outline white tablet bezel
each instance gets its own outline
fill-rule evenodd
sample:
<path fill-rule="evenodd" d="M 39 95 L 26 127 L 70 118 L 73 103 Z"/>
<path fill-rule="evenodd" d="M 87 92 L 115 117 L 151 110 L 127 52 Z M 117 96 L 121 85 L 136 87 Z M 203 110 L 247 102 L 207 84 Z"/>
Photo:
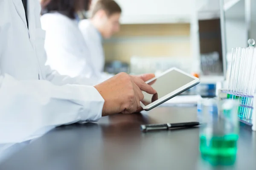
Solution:
<path fill-rule="evenodd" d="M 186 75 L 186 76 L 189 76 L 191 78 L 195 79 L 194 80 L 189 82 L 189 83 L 186 84 L 185 85 L 183 85 L 183 86 L 180 87 L 180 88 L 175 90 L 174 91 L 169 93 L 169 94 L 164 96 L 161 98 L 158 99 L 157 100 L 155 101 L 150 103 L 150 104 L 145 106 L 141 102 L 140 102 L 140 105 L 142 107 L 142 108 L 146 111 L 152 109 L 153 108 L 154 108 L 156 106 L 161 104 L 169 100 L 169 99 L 172 99 L 172 98 L 175 97 L 175 96 L 181 94 L 182 92 L 186 91 L 186 90 L 191 88 L 193 86 L 195 86 L 198 84 L 200 82 L 200 79 L 197 77 L 196 77 L 194 76 L 193 76 L 190 74 L 188 74 L 184 72 L 184 71 L 177 68 L 170 68 L 169 70 L 167 70 L 166 71 L 163 72 L 162 74 L 160 74 L 159 76 L 156 76 L 155 77 L 150 79 L 149 80 L 146 82 L 145 82 L 147 84 L 150 83 L 155 80 L 156 79 L 158 79 L 158 78 L 163 76 L 164 74 L 169 72 L 170 71 L 172 71 L 173 70 L 175 70 L 177 71 L 178 71 L 183 74 Z"/>

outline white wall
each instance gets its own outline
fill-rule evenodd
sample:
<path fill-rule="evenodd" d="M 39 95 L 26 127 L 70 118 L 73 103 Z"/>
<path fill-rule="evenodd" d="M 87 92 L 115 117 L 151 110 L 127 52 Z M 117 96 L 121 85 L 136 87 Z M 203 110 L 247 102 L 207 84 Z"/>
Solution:
<path fill-rule="evenodd" d="M 227 52 L 232 48 L 247 47 L 244 0 L 240 0 L 225 12 Z"/>
<path fill-rule="evenodd" d="M 229 19 L 226 20 L 227 51 L 232 48 L 247 45 L 247 31 L 244 20 Z"/>

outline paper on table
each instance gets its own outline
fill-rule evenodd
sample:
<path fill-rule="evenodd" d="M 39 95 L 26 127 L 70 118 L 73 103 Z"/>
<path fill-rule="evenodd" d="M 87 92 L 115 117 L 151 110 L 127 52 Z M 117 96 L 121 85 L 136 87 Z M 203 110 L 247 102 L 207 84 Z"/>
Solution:
<path fill-rule="evenodd" d="M 196 105 L 202 99 L 200 95 L 177 96 L 166 102 L 161 105 Z"/>

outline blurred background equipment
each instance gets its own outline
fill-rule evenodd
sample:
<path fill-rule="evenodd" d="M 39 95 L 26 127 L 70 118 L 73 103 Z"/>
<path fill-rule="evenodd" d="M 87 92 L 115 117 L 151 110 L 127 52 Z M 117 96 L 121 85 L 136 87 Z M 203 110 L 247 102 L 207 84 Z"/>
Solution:
<path fill-rule="evenodd" d="M 130 68 L 128 63 L 118 60 L 114 60 L 106 63 L 105 71 L 114 74 L 121 72 L 129 74 L 130 73 Z"/>

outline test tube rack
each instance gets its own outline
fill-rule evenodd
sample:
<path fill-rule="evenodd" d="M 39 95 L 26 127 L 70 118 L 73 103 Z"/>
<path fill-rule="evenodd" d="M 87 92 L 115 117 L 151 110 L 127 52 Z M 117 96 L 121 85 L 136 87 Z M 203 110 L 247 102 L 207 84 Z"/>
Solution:
<path fill-rule="evenodd" d="M 236 94 L 226 89 L 221 89 L 218 96 L 219 100 L 236 100 L 239 102 L 237 109 L 239 119 L 246 124 L 252 125 L 252 112 L 253 109 L 253 96 Z"/>

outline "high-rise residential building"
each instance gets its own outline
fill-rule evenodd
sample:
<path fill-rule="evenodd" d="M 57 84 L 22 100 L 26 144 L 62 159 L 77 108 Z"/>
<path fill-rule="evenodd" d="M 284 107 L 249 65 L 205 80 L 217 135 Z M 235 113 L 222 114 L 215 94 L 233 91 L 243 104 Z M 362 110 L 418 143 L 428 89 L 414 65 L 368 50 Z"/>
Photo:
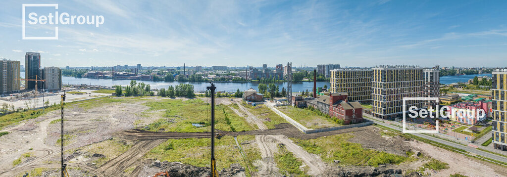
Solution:
<path fill-rule="evenodd" d="M 27 52 L 25 55 L 25 78 L 29 79 L 40 79 L 42 78 L 39 71 L 41 68 L 41 54 L 34 52 Z M 35 88 L 35 81 L 26 81 L 25 89 Z M 42 88 L 42 83 L 39 82 L 37 87 Z"/>
<path fill-rule="evenodd" d="M 317 65 L 317 73 L 325 77 L 331 76 L 331 70 L 340 68 L 339 64 Z"/>
<path fill-rule="evenodd" d="M 227 70 L 227 67 L 224 66 L 212 66 L 211 68 L 214 70 L 223 70 L 225 71 Z"/>
<path fill-rule="evenodd" d="M 19 91 L 19 61 L 0 60 L 0 94 Z"/>
<path fill-rule="evenodd" d="M 325 65 L 317 65 L 317 74 L 325 75 Z"/>
<path fill-rule="evenodd" d="M 438 98 L 440 96 L 440 69 L 439 66 L 431 69 L 424 69 L 424 87 L 423 97 Z M 434 109 L 437 103 L 433 100 L 424 102 L 424 106 L 428 109 Z"/>
<path fill-rule="evenodd" d="M 196 72 L 202 71 L 202 66 L 199 66 L 194 67 L 194 71 Z"/>
<path fill-rule="evenodd" d="M 44 90 L 49 91 L 59 91 L 62 88 L 62 74 L 60 68 L 45 67 L 42 69 Z"/>
<path fill-rule="evenodd" d="M 377 117 L 390 119 L 403 113 L 403 98 L 421 97 L 424 87 L 423 69 L 411 66 L 381 66 L 373 68 L 372 113 Z M 408 100 L 411 106 L 423 107 L 424 101 Z"/>
<path fill-rule="evenodd" d="M 495 149 L 507 149 L 507 69 L 491 72 L 493 110 L 492 142 Z"/>
<path fill-rule="evenodd" d="M 330 92 L 346 93 L 350 101 L 371 102 L 372 72 L 370 68 L 331 70 Z"/>

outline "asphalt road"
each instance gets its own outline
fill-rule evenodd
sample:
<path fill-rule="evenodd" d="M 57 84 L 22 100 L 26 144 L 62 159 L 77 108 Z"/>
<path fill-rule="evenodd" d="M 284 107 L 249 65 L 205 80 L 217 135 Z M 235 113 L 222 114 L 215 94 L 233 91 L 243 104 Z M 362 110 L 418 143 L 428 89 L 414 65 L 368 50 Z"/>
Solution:
<path fill-rule="evenodd" d="M 388 123 L 384 123 L 384 122 L 382 122 L 381 121 L 379 121 L 377 120 L 376 119 L 372 119 L 372 118 L 366 118 L 366 117 L 364 117 L 363 118 L 366 118 L 367 119 L 373 121 L 373 122 L 375 122 L 375 123 L 377 123 L 378 124 L 379 124 L 379 125 L 382 125 L 382 126 L 386 126 L 386 127 L 389 127 L 389 128 L 392 128 L 392 129 L 396 129 L 396 130 L 399 130 L 400 131 L 402 130 L 402 128 L 401 128 L 397 126 L 394 126 L 394 125 L 391 125 L 390 124 L 388 124 Z M 425 139 L 430 140 L 433 141 L 434 142 L 438 142 L 438 143 L 441 143 L 441 144 L 444 144 L 444 145 L 448 145 L 448 146 L 451 146 L 451 147 L 455 147 L 455 148 L 456 148 L 461 149 L 465 150 L 465 151 L 467 151 L 467 152 L 468 152 L 469 153 L 474 153 L 474 154 L 477 154 L 477 155 L 481 155 L 482 156 L 486 157 L 487 157 L 487 158 L 491 158 L 492 159 L 494 159 L 494 160 L 498 160 L 498 161 L 502 161 L 502 162 L 507 162 L 507 157 L 503 157 L 503 156 L 501 156 L 497 155 L 496 155 L 496 154 L 491 154 L 491 153 L 488 153 L 488 152 L 484 152 L 484 151 L 483 151 L 477 150 L 476 148 L 472 148 L 472 147 L 469 147 L 469 146 L 463 146 L 463 145 L 460 145 L 460 144 L 454 143 L 453 143 L 453 142 L 448 142 L 448 141 L 445 141 L 445 140 L 441 140 L 441 139 L 438 139 L 438 138 L 434 138 L 434 137 L 431 137 L 431 136 L 427 136 L 427 135 L 424 135 L 424 134 L 413 134 L 413 135 L 414 135 L 415 136 L 416 136 L 417 137 L 420 137 L 420 138 L 424 138 Z"/>

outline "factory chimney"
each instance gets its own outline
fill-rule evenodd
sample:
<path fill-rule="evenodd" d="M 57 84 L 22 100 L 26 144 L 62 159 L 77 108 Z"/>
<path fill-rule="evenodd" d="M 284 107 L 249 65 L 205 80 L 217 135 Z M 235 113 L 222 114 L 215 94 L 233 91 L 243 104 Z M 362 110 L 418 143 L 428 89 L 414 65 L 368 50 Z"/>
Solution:
<path fill-rule="evenodd" d="M 313 98 L 317 98 L 317 70 L 313 70 Z"/>

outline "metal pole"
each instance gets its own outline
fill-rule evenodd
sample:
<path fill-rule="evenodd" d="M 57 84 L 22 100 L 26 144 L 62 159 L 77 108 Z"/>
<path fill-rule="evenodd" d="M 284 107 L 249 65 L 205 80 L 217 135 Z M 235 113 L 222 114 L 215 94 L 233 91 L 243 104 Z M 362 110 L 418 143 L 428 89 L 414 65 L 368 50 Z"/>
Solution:
<path fill-rule="evenodd" d="M 215 161 L 215 85 L 209 82 L 211 86 L 206 87 L 211 92 L 211 177 L 218 176 Z"/>

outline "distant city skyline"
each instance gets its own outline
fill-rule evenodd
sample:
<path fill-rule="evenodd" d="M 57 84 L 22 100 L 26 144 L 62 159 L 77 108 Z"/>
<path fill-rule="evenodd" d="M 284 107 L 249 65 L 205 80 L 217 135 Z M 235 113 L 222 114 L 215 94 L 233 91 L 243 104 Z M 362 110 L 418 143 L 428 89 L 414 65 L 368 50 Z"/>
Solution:
<path fill-rule="evenodd" d="M 64 1 L 105 21 L 58 40 L 21 39 L 23 3 L 0 3 L 0 58 L 22 65 L 507 67 L 505 1 Z"/>

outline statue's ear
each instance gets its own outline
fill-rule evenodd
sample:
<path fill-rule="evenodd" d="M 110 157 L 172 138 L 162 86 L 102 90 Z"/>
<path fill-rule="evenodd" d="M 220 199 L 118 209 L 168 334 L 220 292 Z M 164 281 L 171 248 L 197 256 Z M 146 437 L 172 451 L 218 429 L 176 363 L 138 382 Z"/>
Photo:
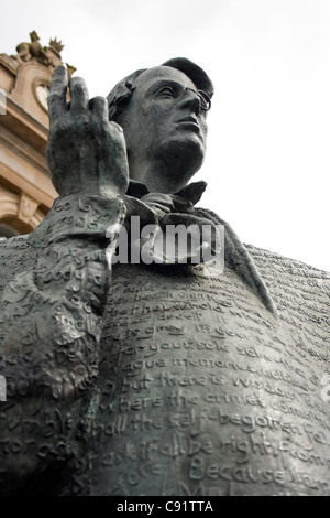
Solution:
<path fill-rule="evenodd" d="M 208 184 L 204 181 L 193 182 L 189 183 L 189 185 L 186 185 L 186 187 L 182 188 L 178 193 L 175 193 L 175 195 L 188 199 L 193 203 L 193 205 L 196 205 L 197 202 L 199 202 L 201 198 L 202 193 L 207 188 L 207 185 Z"/>

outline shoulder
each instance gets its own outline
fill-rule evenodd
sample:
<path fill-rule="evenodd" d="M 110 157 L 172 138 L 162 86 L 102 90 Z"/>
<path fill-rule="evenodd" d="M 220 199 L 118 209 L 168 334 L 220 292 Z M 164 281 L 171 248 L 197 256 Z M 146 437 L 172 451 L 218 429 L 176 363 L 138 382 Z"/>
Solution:
<path fill-rule="evenodd" d="M 28 242 L 29 236 L 0 238 L 0 292 L 16 273 L 33 267 L 36 249 Z"/>

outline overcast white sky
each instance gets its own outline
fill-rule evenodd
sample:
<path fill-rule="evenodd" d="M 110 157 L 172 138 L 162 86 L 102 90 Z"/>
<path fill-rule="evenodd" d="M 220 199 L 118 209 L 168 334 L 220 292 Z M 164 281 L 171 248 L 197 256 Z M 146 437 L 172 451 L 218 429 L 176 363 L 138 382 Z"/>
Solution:
<path fill-rule="evenodd" d="M 90 95 L 185 56 L 216 86 L 200 205 L 244 242 L 330 271 L 330 0 L 11 0 L 0 53 L 57 36 Z"/>

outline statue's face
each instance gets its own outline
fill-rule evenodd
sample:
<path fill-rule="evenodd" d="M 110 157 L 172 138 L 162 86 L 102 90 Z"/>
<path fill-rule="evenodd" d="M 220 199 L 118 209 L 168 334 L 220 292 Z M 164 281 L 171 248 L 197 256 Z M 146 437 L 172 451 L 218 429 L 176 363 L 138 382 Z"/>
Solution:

··········

• **PROBLEM REQUIREMENTS**: Copy the entries word for word, from the first line through the line that contains "186 75 L 186", including both ends and leaving out the pictures.

• **ANSWER**:
outline white tablet bezel
each instance gets its own outline
fill-rule evenodd
sample:
<path fill-rule="evenodd" d="M 39 95 L 26 127 L 70 118 L 73 103 Z"/>
<path fill-rule="evenodd" d="M 87 92 L 115 117 L 151 110 L 127 52 Z M 117 96 L 121 85 L 136 87 Z M 203 110 L 247 102 L 207 84 Z"/>
Photo:
Solution:
<path fill-rule="evenodd" d="M 186 75 L 186 76 L 189 76 L 191 78 L 195 79 L 194 80 L 189 82 L 189 83 L 186 84 L 185 85 L 183 85 L 183 86 L 180 87 L 180 88 L 175 90 L 174 91 L 169 93 L 169 94 L 164 96 L 161 98 L 158 99 L 157 100 L 155 101 L 150 103 L 150 104 L 145 106 L 141 102 L 140 102 L 140 105 L 142 107 L 142 108 L 146 111 L 152 109 L 153 108 L 154 108 L 156 106 L 161 104 L 169 100 L 169 99 L 172 99 L 172 98 L 175 97 L 175 96 L 181 94 L 182 92 L 186 91 L 186 90 L 191 88 L 193 86 L 195 86 L 198 84 L 200 82 L 200 79 L 197 77 L 196 77 L 194 76 L 193 76 L 190 74 L 188 74 L 184 72 L 184 71 L 177 68 L 170 68 L 169 70 L 167 70 L 166 71 L 163 72 L 162 74 L 160 74 L 159 76 L 156 76 L 155 77 L 150 79 L 149 80 L 146 82 L 145 82 L 147 84 L 150 83 L 155 80 L 156 79 L 158 79 L 158 78 L 163 76 L 164 74 L 169 72 L 170 71 L 172 71 L 173 70 L 175 70 L 177 71 L 178 71 L 183 74 Z"/>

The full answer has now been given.